Task:
Reproduce the data below with each occurrence of "green foliage" changed to "leafy vegetation", leaving every other character untouched.

## START Exercise materials

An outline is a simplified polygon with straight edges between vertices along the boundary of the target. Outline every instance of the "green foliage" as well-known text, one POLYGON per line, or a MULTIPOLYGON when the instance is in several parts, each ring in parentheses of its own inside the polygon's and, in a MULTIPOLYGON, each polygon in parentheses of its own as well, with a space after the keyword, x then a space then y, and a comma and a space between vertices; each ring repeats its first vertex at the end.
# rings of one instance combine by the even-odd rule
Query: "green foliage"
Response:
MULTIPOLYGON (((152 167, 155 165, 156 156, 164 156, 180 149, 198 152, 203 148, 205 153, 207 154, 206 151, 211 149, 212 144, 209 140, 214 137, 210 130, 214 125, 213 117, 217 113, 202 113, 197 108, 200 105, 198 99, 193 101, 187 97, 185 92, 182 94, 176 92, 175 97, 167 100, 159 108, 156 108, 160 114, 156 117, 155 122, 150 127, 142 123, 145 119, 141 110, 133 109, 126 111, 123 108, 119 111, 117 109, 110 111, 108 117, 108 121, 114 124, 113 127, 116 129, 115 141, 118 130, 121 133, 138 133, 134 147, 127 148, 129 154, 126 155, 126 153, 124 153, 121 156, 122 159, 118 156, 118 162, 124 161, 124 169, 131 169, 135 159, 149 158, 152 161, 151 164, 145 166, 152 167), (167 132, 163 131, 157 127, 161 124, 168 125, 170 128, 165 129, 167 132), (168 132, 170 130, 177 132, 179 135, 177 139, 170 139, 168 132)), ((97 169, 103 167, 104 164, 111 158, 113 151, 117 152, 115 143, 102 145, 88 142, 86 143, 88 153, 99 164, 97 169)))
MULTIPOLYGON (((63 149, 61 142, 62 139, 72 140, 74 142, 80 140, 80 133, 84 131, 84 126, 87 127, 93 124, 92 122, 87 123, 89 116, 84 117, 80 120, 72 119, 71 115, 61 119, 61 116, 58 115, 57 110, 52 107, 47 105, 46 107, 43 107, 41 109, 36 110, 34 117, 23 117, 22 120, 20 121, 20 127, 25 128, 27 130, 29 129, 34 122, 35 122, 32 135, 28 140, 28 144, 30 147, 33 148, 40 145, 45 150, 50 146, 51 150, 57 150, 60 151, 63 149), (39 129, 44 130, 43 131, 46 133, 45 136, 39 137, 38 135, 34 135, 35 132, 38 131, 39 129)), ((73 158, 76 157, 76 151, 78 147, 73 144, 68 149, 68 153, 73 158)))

## END Exercise materials

Output of the exercise:
An outline is a simplified polygon with straight edges between vertices along the boundary of the target. Outline every instance of the "leafy vegetation" as well-known text, one POLYGON per line, or a MULTIPOLYGON when the instance is in several parts, each ring in parentheses of its own inside the polygon's and, in a MULTIPOLYGON, each polygon in parentheses of its own as well, with a space after the keyword, x then a space then y, and a comma and a space between vertices; each ring repeats its first vertex at the end.
# rings of one instance combine by the even-odd rule
Query: "leafy vegetation"
Response:
MULTIPOLYGON (((152 167, 155 165, 156 156, 164 156, 180 149, 198 152, 203 148, 205 153, 207 154, 206 151, 211 149, 212 144, 209 140, 214 137, 210 130, 214 125, 213 117, 217 113, 202 113, 197 108, 200 105, 198 99, 193 101, 187 97, 185 92, 182 94, 176 92, 175 97, 167 100, 159 108, 156 108, 160 114, 156 117, 155 122, 150 127, 142 123, 145 119, 141 110, 133 109, 126 111, 123 108, 119 111, 117 109, 110 111, 108 117, 108 121, 114 124, 113 127, 116 129, 115 141, 118 130, 121 133, 138 133, 134 147, 127 148, 129 154, 126 155, 126 153, 124 153, 121 156, 122 159, 118 156, 118 162, 124 161, 124 169, 131 169, 135 159, 149 158, 152 161, 151 164, 145 166, 152 167), (167 132, 163 131, 157 127, 161 124, 168 125, 170 128, 165 129, 167 132), (168 132, 170 130, 177 132, 179 135, 177 139, 170 139, 168 132)), ((97 169, 103 167, 104 164, 111 158, 113 151, 117 152, 115 143, 102 145, 88 142, 86 143, 88 153, 99 164, 97 169)))
MULTIPOLYGON (((63 149, 61 142, 62 139, 72 140, 74 142, 80 140, 80 133, 84 131, 84 126, 87 127, 93 124, 92 122, 87 123, 89 116, 84 117, 80 120, 72 119, 71 115, 61 119, 61 116, 58 115, 57 110, 52 107, 47 105, 46 107, 43 107, 41 109, 36 110, 34 117, 23 117, 22 120, 20 121, 20 127, 25 128, 27 130, 29 129, 34 122, 35 122, 32 135, 28 140, 28 144, 30 147, 33 148, 40 145, 45 150, 50 146, 51 150, 57 150, 60 151, 63 149), (39 129, 44 130, 43 131, 46 133, 45 136, 39 137, 38 135, 34 135, 35 132, 38 131, 39 129)), ((73 158, 76 157, 76 151, 78 147, 73 144, 68 149, 68 153, 73 158)))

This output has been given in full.